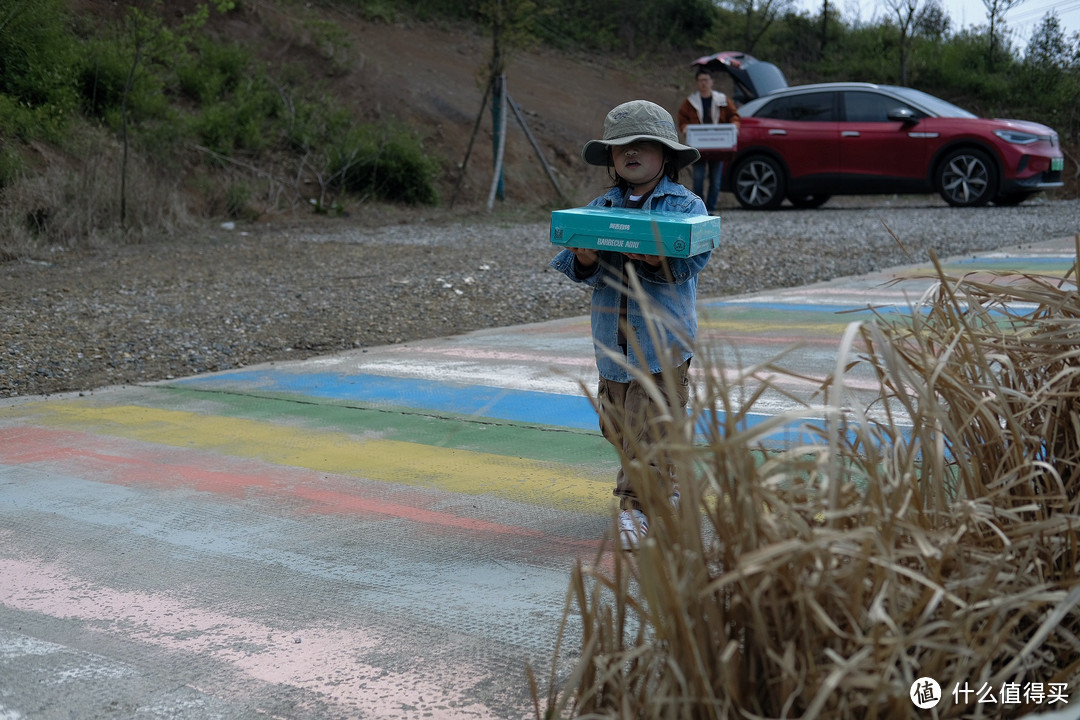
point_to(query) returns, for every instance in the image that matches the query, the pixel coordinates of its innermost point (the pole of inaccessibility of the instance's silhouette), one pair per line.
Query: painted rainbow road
(383, 533)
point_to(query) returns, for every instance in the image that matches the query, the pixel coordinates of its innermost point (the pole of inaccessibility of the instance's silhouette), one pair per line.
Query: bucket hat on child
(637, 120)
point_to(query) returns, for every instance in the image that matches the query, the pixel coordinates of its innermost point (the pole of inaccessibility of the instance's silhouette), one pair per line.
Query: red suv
(809, 143)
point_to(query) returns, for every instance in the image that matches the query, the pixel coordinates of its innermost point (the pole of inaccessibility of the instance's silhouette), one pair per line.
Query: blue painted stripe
(1065, 261)
(528, 407)
(804, 307)
(382, 391)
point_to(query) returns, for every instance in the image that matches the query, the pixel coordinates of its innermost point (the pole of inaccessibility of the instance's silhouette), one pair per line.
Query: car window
(861, 106)
(808, 107)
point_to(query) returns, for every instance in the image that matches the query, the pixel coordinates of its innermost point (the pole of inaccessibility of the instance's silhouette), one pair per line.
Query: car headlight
(1016, 137)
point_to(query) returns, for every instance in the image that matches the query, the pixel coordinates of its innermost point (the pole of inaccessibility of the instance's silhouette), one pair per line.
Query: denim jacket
(672, 293)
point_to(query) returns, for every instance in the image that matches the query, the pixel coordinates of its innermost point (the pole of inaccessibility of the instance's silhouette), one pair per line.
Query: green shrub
(385, 162)
(213, 71)
(12, 165)
(103, 75)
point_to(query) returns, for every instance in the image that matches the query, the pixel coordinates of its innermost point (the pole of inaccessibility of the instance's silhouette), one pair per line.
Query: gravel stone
(220, 299)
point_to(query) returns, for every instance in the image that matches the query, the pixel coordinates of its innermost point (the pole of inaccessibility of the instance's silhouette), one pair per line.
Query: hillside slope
(433, 78)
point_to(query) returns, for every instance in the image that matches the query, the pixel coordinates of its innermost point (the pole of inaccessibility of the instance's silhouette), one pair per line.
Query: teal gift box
(621, 230)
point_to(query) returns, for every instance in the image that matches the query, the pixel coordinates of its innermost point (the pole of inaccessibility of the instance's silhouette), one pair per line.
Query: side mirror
(905, 116)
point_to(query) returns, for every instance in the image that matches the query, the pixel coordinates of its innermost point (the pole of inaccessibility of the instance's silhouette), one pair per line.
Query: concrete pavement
(381, 533)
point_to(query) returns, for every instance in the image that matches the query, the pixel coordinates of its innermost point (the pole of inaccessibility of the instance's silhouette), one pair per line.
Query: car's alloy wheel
(967, 178)
(759, 184)
(808, 201)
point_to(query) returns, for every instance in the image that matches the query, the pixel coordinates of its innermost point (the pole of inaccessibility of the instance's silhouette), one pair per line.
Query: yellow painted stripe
(772, 326)
(464, 472)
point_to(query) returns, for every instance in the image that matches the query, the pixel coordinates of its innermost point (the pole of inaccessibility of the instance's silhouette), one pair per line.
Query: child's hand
(586, 258)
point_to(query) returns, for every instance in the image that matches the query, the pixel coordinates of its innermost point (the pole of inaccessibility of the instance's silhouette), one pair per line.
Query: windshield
(934, 105)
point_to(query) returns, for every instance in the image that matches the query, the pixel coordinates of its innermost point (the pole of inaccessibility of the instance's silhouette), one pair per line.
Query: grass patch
(932, 532)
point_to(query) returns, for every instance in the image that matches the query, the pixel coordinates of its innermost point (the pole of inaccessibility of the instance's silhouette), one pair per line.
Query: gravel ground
(79, 321)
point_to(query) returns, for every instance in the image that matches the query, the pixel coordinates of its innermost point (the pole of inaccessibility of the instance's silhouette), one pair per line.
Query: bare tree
(759, 14)
(996, 11)
(908, 13)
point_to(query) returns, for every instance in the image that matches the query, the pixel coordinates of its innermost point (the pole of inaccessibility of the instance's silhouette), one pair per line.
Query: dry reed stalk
(822, 580)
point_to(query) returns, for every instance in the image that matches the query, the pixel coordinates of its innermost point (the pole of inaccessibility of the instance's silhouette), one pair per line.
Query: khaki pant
(636, 423)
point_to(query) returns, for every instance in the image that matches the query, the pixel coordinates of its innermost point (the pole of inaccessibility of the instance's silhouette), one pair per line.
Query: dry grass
(822, 580)
(72, 198)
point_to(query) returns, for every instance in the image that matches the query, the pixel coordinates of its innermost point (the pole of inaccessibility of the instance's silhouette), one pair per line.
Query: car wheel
(809, 201)
(1012, 198)
(967, 178)
(759, 184)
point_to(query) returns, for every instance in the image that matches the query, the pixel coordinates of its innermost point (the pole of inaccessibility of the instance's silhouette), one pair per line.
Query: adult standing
(705, 106)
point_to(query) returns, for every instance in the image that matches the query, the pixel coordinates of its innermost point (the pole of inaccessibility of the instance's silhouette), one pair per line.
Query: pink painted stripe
(130, 464)
(328, 661)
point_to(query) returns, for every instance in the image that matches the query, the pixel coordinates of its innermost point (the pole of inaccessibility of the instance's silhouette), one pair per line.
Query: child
(640, 145)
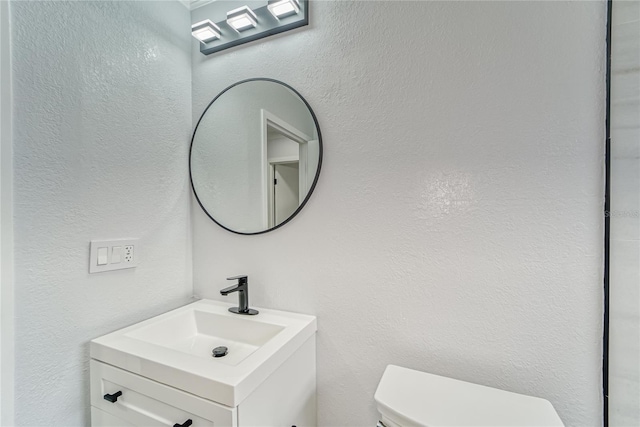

* [Exercise details]:
Return every line of the listing above that contains the word "wheel".

* [Finished task]:
Query: car's alloy wheel
Query: car wheel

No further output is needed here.